Foto: pixabay.com.
La primera vez que tomé consciencia —verdadera consciencia— acerca de los roles de género fue a los nueve años. Hasta ese punto de mi vida, había gozado de cierta libertad de decisión acerca de los juguetes que quería: a veces me sorprendían con figuras de acción de los Power Rangers, o incluso figuras de Star Wars heredadas de mi hermano.
Recuerdo maravillarme con los exagerados comerciales de las pistas de Hot Wheels. Nunca me atreví a pedir una de esas a mis papás. Ya sabía la respuesta. En lugar de librar discusiones absurdas con mis padres, iba a casa de mis amigos y aprovechaba para jugar con sus cosas, que eran las que yo verdaderamente quería. A veces eran pistas de Hot Wheels, otras veces eran dinosaurios. Pocas veces cedíamos a jugar videojuegos; la mayoría de las veces aprovechábamos las figuras de acción para inventar problemas y jugar a ser el héroe, nunca la heroína.
Tras una infancia llena de amigos y amigas por igual, debo admitir que me sentía diferente. En la primaria comenzaba a ver cómo las interacciones entre niños y niñas cambiaban. Ya no éramos únicamente compañeros de juego, ahora teníamos que estar al pendiente de quién le gustaba a quién, con el propósito de hacer burlas a los enamoramientos. Durante cuatro años vi cómo todas mis amigas adquirían pretendientes, pero nunca me enteré de algún niño que gustara de mí. Pensé que simplemente no era una niña bonita ante los ojos de mis compañeros. No sólo me sentía fea y rechazada, sino marcada. Éste sería el inicio de una relación confusa y tormentosa con los enamoramientos.
En medio de mi adolescencia me percaté, después de sentir todos los signos de enamoramiento, que soy bisexual. Esto presentaba un problema aún más grande que el que tenía en primaria: ahora no sólo no era considerada guapa por un género que no me interesaba mucho, sino era imposible tener una relación amorosa con otra adolescente como yo. En estos años, comenzaría a favorecer aspectos más masculinos. Me cortaría el pelo, evento que desencadenaría varios episodios de confusión y me haría sentir únicamente frustración. Cada vez que un mesero me llamara “joven”, yo estaría al borde de las lágrimas. Y cada vez intentaría, con más ganas, resaltar mi feminidad, usando más maquillaje, o aretes más grandes. Mis esfuerzos serían en vano. Me vería obligada a pasar momentos incómodos con mis papás, donde nadie se atrevería a corregir al mesero con respecto a mi género. Lo único que me haría sentir mejor sería imaginar que, si fuera hombre, sería uno guapo. Me resignaría, y decidiría que era mejor restarle importancia a estos incidentes.

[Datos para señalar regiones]

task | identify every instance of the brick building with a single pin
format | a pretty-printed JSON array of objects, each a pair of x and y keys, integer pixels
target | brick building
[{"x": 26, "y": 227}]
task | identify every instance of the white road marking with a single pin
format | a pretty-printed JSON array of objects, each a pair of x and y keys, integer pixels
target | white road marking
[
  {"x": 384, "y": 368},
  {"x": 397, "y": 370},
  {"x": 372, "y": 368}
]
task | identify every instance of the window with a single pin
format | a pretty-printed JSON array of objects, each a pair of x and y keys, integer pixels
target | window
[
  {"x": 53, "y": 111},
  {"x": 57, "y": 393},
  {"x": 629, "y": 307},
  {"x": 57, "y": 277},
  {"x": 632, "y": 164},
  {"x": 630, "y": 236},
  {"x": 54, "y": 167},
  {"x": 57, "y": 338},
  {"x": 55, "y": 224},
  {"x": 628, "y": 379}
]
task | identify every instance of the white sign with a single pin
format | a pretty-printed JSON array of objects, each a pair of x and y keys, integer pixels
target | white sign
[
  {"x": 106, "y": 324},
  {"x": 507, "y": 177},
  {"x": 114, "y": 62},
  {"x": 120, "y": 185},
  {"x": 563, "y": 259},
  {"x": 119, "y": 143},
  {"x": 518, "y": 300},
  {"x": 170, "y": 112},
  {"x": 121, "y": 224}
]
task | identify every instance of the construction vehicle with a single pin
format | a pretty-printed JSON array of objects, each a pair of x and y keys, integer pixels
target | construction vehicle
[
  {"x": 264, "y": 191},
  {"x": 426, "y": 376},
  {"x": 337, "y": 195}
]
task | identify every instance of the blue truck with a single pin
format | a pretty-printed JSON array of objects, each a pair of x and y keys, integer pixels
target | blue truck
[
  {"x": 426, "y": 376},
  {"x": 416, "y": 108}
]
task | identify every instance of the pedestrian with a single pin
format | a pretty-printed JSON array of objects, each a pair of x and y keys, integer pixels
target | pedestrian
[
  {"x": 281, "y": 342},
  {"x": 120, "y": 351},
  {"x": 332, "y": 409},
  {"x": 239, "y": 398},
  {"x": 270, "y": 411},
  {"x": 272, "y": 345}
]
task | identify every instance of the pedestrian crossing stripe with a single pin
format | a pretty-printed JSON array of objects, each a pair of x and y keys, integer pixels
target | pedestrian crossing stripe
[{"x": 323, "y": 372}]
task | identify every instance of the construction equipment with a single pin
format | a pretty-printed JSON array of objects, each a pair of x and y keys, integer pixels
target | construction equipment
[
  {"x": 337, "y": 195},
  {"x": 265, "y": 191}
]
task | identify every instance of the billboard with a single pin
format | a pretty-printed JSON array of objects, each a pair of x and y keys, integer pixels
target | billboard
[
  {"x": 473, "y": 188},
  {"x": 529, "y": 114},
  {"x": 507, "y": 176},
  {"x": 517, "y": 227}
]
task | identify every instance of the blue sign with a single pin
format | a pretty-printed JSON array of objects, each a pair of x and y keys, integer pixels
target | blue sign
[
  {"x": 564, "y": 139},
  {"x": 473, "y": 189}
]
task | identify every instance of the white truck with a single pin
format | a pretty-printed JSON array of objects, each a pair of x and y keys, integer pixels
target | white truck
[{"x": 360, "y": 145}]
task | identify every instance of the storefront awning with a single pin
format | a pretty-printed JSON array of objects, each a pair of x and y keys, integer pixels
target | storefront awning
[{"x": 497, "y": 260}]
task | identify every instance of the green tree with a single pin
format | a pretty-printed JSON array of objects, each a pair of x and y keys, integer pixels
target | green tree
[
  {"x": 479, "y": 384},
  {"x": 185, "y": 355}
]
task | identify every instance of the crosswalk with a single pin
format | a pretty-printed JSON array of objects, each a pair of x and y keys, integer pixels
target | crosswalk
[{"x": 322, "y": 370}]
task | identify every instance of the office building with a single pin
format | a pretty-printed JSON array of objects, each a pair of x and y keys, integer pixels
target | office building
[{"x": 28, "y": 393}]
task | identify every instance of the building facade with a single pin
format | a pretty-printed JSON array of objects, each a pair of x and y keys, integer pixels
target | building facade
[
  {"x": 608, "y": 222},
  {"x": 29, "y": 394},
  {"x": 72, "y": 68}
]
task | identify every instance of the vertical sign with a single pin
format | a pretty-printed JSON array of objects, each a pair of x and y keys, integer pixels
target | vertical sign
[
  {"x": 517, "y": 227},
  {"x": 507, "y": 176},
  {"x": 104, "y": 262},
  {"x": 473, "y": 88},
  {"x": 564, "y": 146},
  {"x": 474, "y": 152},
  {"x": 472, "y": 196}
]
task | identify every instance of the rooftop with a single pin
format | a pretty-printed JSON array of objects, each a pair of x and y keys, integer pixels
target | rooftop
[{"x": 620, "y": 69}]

Requisitos de la tarea:
1. Para cada afirmación, di si coincide con el texto sobre roles de género. Responde sí o no y copia las palabras del texto que lo deciden.
(a) Quien narra nunca les pidió a sus papás una pista de Hot Wheels.
(b) Cuando jugaban con figuras de acción, a veces jugaban a ser la heroína.
(c) Quien narra se dio cuenta de que es bisexual durante la primaria.
2. Continúa el texto sobre roles de género a partir de su última oración.

Respuestas por punto:
1.
(a) Sí: "Nunca me atreví a pedir una de esas a mis papás."
(b) No: "jugar a ser el héroe, nunca la heroína."
(c) No: "En medio de mi adolescencia me percaté, después de sentir todos los signos de enamoramiento, que soy bisexual."

2.
Durante ese periodo, saldría del clóset. Mi decisión sería producto de una desesperación por saber que mis papás me aceptaban y me seguían amando, de la misma manera que lo habían hecho toda la vida. Pero el resultado sería otro. Esta revelación ocasionaría reclamos casi diarios, pero sólo uno me sorprendería y ofendería enormemente: que yo, en realidad, siempre quise ser hombre. No, mis papás estaban confundiendo orientación sexual (lesbianas, gays, bisexuales) con identidad de género (tradicionalmente masculino, femenino). Yo no era un hombre transgénero, yo era una mujer bisexual. Así me definía en ese momento. La verdadera sorpresa vendría años después, donde me daría cuenta de que ese reclamo específico llevaba consigo la clarividencia.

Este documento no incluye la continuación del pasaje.